>> START
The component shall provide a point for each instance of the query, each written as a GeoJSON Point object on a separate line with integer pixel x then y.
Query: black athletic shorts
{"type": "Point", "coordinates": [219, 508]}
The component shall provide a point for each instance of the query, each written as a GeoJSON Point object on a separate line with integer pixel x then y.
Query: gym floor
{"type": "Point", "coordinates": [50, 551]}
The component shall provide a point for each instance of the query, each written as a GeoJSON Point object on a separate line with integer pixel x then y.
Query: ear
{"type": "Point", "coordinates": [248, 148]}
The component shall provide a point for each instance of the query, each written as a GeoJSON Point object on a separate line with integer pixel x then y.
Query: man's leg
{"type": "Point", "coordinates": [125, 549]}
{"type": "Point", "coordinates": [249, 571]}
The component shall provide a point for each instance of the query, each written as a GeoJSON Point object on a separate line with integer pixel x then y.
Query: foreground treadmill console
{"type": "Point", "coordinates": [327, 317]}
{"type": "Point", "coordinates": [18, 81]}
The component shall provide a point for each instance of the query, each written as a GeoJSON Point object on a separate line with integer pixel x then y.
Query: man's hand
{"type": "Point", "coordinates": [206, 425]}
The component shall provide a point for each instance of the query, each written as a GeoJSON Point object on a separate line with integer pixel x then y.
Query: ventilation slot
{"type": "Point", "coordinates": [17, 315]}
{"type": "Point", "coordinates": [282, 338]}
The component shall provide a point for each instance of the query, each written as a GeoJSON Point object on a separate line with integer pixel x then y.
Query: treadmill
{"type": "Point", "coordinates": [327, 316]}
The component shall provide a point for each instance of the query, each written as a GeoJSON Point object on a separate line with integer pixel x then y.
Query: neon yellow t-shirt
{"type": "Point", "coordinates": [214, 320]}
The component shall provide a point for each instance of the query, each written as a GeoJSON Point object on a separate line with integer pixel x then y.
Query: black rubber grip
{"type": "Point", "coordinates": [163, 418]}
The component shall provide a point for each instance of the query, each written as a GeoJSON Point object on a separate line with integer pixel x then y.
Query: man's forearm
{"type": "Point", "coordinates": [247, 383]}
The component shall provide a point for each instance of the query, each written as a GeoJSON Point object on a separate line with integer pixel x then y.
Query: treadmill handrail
>> END
Problem requirements — Transcribe the full listing above without leaving anything out.

Result below —
The component shall provide a point for each instance of the query, each written as a GeoJSON Point object on a separate line with integer pixel x then y.
Query: black athletic shorts
{"type": "Point", "coordinates": [219, 508]}
The component shall provide a point for each instance of the query, each written as a GeoJSON Point object on a separate line with integer pixel x then y.
Query: gym floor
{"type": "Point", "coordinates": [50, 551]}
The component shall provide a point for each instance of the query, each written as a GeoJSON Point object on a separate line with integer pixel x then y.
Query: ear
{"type": "Point", "coordinates": [248, 148]}
The component shall provide a point for each instance of the query, each written as a GeoJSON Point object on a separate line with integer pixel x then y.
Query: man's leg
{"type": "Point", "coordinates": [125, 549]}
{"type": "Point", "coordinates": [249, 571]}
The component shall provide a point for each instance of the query, each written as a GeoJSON Point object on a separate line with integer pixel x then y.
Query: foreground treadmill console
{"type": "Point", "coordinates": [327, 317]}
{"type": "Point", "coordinates": [18, 81]}
The component shall provide a point for each instance of the query, each written as a GeoJSON Point object on a separate line with integer pixel x then y.
Query: man's hand
{"type": "Point", "coordinates": [206, 425]}
The component shall provide a point for each instance of the query, each written as a GeoJSON Point object on a separate line with integer pixel x then y.
Query: ventilation slot
{"type": "Point", "coordinates": [17, 315]}
{"type": "Point", "coordinates": [282, 338]}
The component shall provide a point for each instance of the query, each written as a GeoJSON Point object on a separate line with integer pixel x then y.
Query: treadmill
{"type": "Point", "coordinates": [327, 316]}
The component shall provide a point for each instance of the query, each written as a GeoJSON Point object on a separate line with integer pixel x then y.
Query: neon yellow t-shirt
{"type": "Point", "coordinates": [214, 320]}
The component shall provide a point for each instance of the query, each written as a GeoJSON Point object on a separate line with integer pixel x then y.
Query: black rubber grip
{"type": "Point", "coordinates": [163, 418]}
The component shall provide a point for each instance of the query, each written as a GeoJSON Point object on a separate line with integer pixel x then y.
Query: man's forearm
{"type": "Point", "coordinates": [247, 383]}
The component shall provide a point for each instance of the query, each written as a GeoJSON Point object on a separate line with integer pixel x then y.
Query: treadmill handrail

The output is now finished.